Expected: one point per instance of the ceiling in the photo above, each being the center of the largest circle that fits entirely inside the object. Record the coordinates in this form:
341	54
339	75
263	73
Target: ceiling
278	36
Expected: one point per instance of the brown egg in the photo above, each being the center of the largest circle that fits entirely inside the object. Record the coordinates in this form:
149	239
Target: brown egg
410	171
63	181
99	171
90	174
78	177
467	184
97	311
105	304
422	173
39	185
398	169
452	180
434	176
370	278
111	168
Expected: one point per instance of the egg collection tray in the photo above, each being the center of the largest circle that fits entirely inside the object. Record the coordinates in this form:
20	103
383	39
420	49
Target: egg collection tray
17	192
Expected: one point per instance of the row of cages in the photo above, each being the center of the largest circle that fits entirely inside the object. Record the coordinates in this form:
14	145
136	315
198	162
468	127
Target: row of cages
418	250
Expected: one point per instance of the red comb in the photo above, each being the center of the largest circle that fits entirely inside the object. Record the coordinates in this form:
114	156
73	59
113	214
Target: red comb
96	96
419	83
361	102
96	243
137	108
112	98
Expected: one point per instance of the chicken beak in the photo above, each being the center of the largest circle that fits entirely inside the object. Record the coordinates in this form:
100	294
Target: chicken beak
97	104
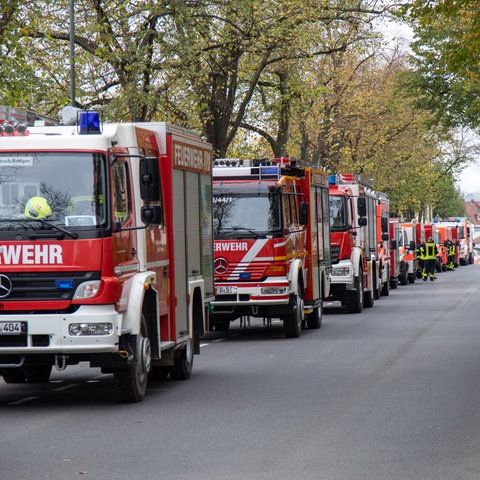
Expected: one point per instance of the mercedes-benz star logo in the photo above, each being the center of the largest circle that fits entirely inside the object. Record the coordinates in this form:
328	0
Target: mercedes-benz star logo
5	286
221	266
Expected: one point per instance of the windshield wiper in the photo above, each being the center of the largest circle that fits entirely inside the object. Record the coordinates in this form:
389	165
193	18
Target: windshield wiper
57	227
253	232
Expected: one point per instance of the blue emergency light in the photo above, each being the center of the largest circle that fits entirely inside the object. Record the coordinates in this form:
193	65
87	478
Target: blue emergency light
64	284
89	122
271	170
332	179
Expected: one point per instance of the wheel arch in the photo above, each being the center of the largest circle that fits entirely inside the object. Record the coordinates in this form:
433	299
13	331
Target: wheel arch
133	297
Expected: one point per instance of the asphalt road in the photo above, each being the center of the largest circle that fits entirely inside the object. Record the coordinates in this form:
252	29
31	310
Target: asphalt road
391	393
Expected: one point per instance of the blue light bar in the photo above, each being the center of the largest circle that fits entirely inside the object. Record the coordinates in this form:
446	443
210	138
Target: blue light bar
332	180
89	122
64	284
269	170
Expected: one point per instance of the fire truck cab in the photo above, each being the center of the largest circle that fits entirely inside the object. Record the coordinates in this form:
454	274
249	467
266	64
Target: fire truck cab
105	250
271	243
356	280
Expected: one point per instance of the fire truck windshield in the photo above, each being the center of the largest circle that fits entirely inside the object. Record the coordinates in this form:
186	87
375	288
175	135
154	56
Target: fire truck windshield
60	188
338	213
241	215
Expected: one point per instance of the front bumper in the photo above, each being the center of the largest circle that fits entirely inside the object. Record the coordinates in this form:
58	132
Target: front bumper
49	333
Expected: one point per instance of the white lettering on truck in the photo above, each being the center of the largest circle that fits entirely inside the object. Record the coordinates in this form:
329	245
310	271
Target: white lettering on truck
231	247
31	255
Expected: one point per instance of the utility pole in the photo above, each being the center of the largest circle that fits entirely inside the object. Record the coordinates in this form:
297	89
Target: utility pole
72	55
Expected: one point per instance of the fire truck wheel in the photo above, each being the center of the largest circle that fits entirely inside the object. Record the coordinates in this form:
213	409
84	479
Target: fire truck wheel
182	369
39	374
131	381
386	286
353	299
403	277
16	375
221	324
292	323
314	319
368	299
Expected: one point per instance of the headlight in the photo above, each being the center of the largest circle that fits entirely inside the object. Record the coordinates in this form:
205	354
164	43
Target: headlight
80	329
273	290
87	290
340	272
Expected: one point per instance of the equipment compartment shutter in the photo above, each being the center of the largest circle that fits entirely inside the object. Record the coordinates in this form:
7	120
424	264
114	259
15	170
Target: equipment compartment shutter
194	247
179	235
206	233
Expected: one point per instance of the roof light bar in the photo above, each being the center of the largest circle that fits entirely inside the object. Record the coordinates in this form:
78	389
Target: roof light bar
88	122
9	129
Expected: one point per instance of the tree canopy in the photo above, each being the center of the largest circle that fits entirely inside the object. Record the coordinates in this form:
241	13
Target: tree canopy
309	79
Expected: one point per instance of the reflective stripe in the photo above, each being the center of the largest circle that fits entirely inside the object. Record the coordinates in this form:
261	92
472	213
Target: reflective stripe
430	252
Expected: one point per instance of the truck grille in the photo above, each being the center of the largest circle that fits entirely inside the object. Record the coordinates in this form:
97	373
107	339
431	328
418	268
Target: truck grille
28	286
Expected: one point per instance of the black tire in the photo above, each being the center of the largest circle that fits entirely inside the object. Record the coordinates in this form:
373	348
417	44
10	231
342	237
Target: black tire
39	374
292	323
14	375
314	319
386	286
221	324
403	277
131	381
182	369
368	299
376	290
353	299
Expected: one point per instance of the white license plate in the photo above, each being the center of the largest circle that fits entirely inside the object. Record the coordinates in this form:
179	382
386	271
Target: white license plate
226	290
13	328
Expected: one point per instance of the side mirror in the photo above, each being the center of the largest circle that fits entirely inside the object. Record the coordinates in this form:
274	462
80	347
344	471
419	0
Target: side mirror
303	213
362	206
152	214
384	222
150	179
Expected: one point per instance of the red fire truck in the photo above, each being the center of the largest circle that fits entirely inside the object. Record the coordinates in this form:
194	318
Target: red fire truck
355	279
106	250
395	262
271	247
383	243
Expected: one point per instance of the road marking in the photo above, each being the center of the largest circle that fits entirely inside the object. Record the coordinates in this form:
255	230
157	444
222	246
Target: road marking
65	387
23	400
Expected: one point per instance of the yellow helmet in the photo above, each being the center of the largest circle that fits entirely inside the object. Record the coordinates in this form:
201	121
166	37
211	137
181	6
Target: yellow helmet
37	207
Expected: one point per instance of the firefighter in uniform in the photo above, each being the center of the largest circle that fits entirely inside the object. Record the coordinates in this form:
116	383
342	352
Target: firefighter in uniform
430	257
421	259
450	246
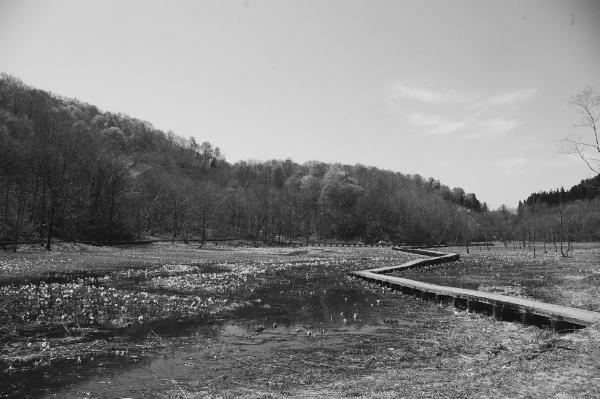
# # # # # # #
▸ **REQUIRED ACTION**: The answer should contain every line of the material exactly as written and no pictures.

▸ **ANSWER TO THE PROBLEM**:
Expected: one point per instance of the ceiling in the photo above, each being the center of the largest circle that fits entirely inside the object. Record the coordinates in this form:
341	54
339	75
263	73
Target: ceiling
278	36
Expected: one point per instance of the brown egg in the photo above, each being the center of the largest circle that fits entirely inside the object. Record the coordinates in this form:
149	239
Target: brown egg
410	171
63	181
99	171
90	174
78	177
467	184
97	311
105	304
422	173
39	185
398	169
452	180
434	176
370	278
111	168
Expected: one point per instance of the egg collection tray in the photo above, each being the center of the largest circle that fits entirely inside the object. Record the coordinates in this form:
20	103
383	39
420	49
Target: egg collection tray
17	192
Expected: one point per instance of the row of cages in the photo above, each being the center of the largest circle that fits entirely inside the object. Record the coordinates in this form:
14	145
136	315
198	162
468	127
Target: row of cages
418	250
Expected: one point per instance of the red comb in the photo above, each being the center of the largest circle that fits entirely inside the object. Record the coordinates in this form:
114	156
73	59
113	214
Target: red comb
96	96
419	83
361	102
96	243
137	108
112	98
Expected: one point per instance of the chicken beak in the photo above, each being the center of the largest circle that fits entirely inside the object. Record the coordinates in this form:
100	294
Target: chicken beak
97	104
Expected: one point per instance of the mercedes-benz star logo in the photo above, each being the center of the largest circle that fits entirely inside the object. Record the coordinates in this form:
328	0
Target: mercedes-benz star logo
5	286
221	266
Expected: one point per instance of the windshield wiper in the photo above, each being the center of the largest circle that fits entirely inside the object. Record the coordinates in this form:
389	165
193	18
Target: windshield wiper
57	227
253	232
Expected: one point per instance of the blue emergency light in the photo above, each being the center of the largest circle that fits entirely inside the object. Record the coordinates in this form:
193	65
87	478
Target: blue emergency light
64	284
89	122
271	170
332	179
Expected: one point per instance of the wheel arch in the photo above, each being the center of the largest circle that fits entirely inside the object. Record the coordinates in this form:
433	299
13	331
Target: wheel arch
133	297
Expected: one point per instance of the asphalt road in the photo above, each being the center of the largest circle that fits entirely inside the object. Record the coordinates in this form:
252	29
31	310
Target: asphalt road
391	393
Expected: one point per instance of the blue light bar in the photo above, each being the center of the largest circle that fits entirely inside the object. Record the coordinates in this form:
446	443
210	138
Target: blue light bar
332	180
89	122
64	284
269	170
Expected: one point per instance of the fire truck cab in the photo above, each being the center of the largest circle that fits entirely inside the object. Record the coordinates in this form:
454	274
249	467
266	64
Target: fire truck cab
105	250
271	243
356	280
Expected: one point per instance of the fire truck windshield in the photo above, each being the center of the largest circle that fits entirely inside the object. Record the coordinates in this form:
186	87
375	288
175	135
154	56
Target: fire truck windshield
60	188
338	213
241	215
Expected: one point per instance of the front bumper in the photo above, each being the center of the largest circle that fits entirely inside the object. Record the coordinates in this form:
58	132
Target: front bumper
49	333
Expected: one point per instance of the white lettering on truck in the photo above, each being the center of the largest circle that fits entirely inside the object. Record the coordinates in this form:
329	245
310	271
Target: white lettering on truck
231	247
31	255
Expected: one point per instance of the utility pole in the photo above, each being the center of the largest circle that fits entirely inside the object. Record the coordinates in this form:
297	89
Target: utility pole
72	55
Expected: one point per instance of the fire truck wheel in the photo above, each being the center of the largest circle that fits entirely inside the object. Record the coordinates in this form:
213	409
84	479
Target: fire truck wheel
182	369
39	374
131	381
386	286
353	299
403	277
16	375
221	324
292	323
314	319
368	299
Expected: one point per instance of the headlight in the photo above, each being the center of the largest circle that fits entirely inside the object. Record the coordinates in this form:
205	354
164	43
Target: headlight
80	329
273	290
87	290
340	272
Expected: one point per instance of the equipment compartment shutter in the photo above, each being the center of the largest circle that fits entirely inside the object. Record the coordinates in this form:
7	120
424	264
114	259
15	170
Target: equipment compartment shutter
194	247
179	235
206	233
Expected: one point per instance of the roof light bar in the photo above, each being the center of the largest circle that fits entirely inside the object. Record the coordinates in this form:
78	389
Target: roof light bar
88	122
9	129
Expected: one point per instance of the tree canopy in the photo above, each being the center of the largest circle that fits entirely inside the object. Record the coordinates in this form:
241	13
Target: tree canopy
309	79
Expected: one point per instance of the reflective stripe in the photo above, each being the center of the largest circle that fits entirely inside the object. Record the coordinates in this form:
261	92
472	213
Target: reflective stripe
430	252
Expected: one point per instance of the truck grille in the photo above, each being the center of the largest circle that fits entirely inside the object. Record the coordinates in this form:
97	373
107	339
431	328
418	268
Target: truck grille
28	286
Expected: one point per instance of the black tire in the photo above, each being the center of the largest circle that fits entirely inside the object. Record the coordinates in this form:
373	348
417	44
10	231
342	237
Target: black tire
39	374
292	323
14	375
314	319
386	286
221	324
403	277
131	381
182	369
368	299
376	290
353	299
Expected: one point per instance of the white license plate in the photo above, each being the center of the largest circle that fits entirely inside the object. Record the coordinates in this form:
179	382
386	271
Target: white license plate
226	290
13	328
Expected: one point per instance of the side mirror in the photo above, each being the center of the largest circle that fits entirely inside the object. Record the coordinates in this form:
274	462
80	347
344	471
419	0
Target: side mirror
303	213
362	206
152	214
384	222
150	179
Expected: one point per instance of the red fire truck in the photo above, each being the center of the largest circle that fits entirely inside the object. Record the coordinates in this form:
194	318
Target: red fire truck
355	279
106	250
395	262
271	247
383	243
Expected: one point per instance of the road marking in the photo above, each being the center of the largest circle that fits entirely inside the object. Record the coordinates in this form:
255	230
157	444
222	246
Target: road marking
65	387
23	400
Expected: one point per instance of the yellow helmet in the photo above, each being the center of the largest circle that fits entirely inside the object. Record the coordinates in this form:
201	121
166	37
211	137
181	6
Target: yellow helmet
37	207
Expected: one point per instance of the firefighter in uniform in the photo above, each being the center of the largest circle that fits entirely inside the object. Record the coordinates in this form:
116	383
342	352
Target: firefighter in uniform
430	257
421	259
450	246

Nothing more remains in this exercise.